EXERCISE GOAL:
Set down the records once more, please, exactly and with the pictures left out.

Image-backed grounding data
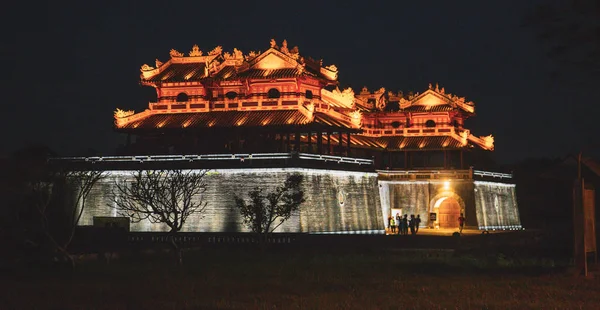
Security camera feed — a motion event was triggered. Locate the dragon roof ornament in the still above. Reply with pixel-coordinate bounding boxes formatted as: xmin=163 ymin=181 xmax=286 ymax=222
xmin=140 ymin=64 xmax=154 ymax=72
xmin=114 ymin=108 xmax=135 ymax=119
xmin=169 ymin=49 xmax=183 ymax=58
xmin=208 ymin=46 xmax=223 ymax=56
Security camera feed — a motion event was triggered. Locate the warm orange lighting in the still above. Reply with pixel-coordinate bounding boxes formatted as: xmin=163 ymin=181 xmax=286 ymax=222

ANSWER TO THE PROBLEM:
Security camera feed — a motion event was triggered. Locate the dragon roof ornament in the still above. Reply with pixel-coordinate bounding boxes formatted as: xmin=163 ymin=181 xmax=286 ymax=222
xmin=140 ymin=64 xmax=154 ymax=72
xmin=114 ymin=108 xmax=135 ymax=119
xmin=169 ymin=49 xmax=183 ymax=58
xmin=208 ymin=46 xmax=223 ymax=56
Security camera feed — a motion event was triggered. Locate the warm orange lighting in the still above. Reply with pixel-coordinate bounding boxes formatted as: xmin=163 ymin=181 xmax=286 ymax=222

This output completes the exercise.